▸ PROVIDED MATERIAL
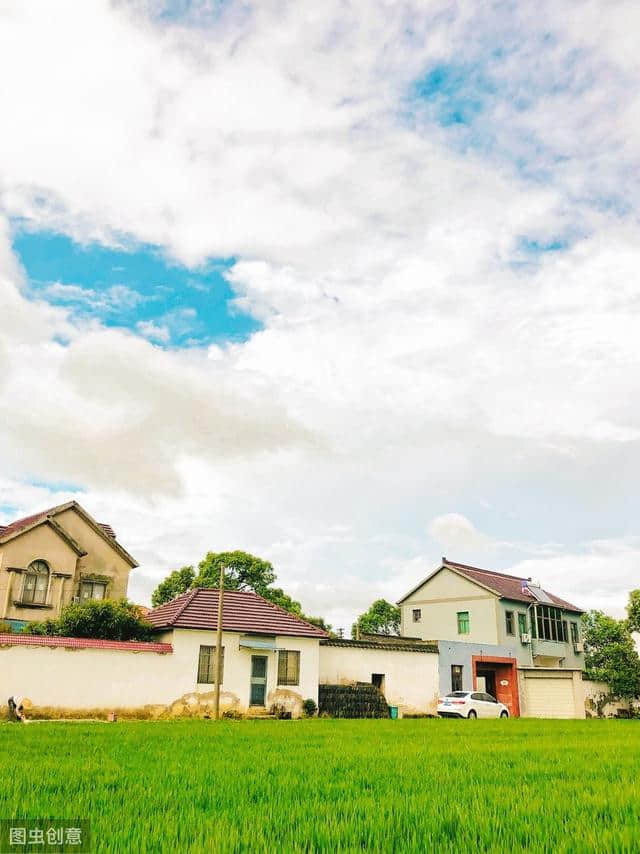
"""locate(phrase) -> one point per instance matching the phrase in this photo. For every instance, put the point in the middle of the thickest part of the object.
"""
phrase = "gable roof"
(510, 587)
(243, 611)
(21, 526)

▸ PROBLEM DESCRIPTION
Write out again every line above exactly as given; the pictures do not belong in the copy.

▸ RESPONSE TO THE TASK
"""locate(phrase) -> one point per instance matching the phrase in this photo. For every instance, put the point in the middle of the thickest part of the object.
"""
phrase = "gable roof"
(510, 587)
(243, 611)
(21, 526)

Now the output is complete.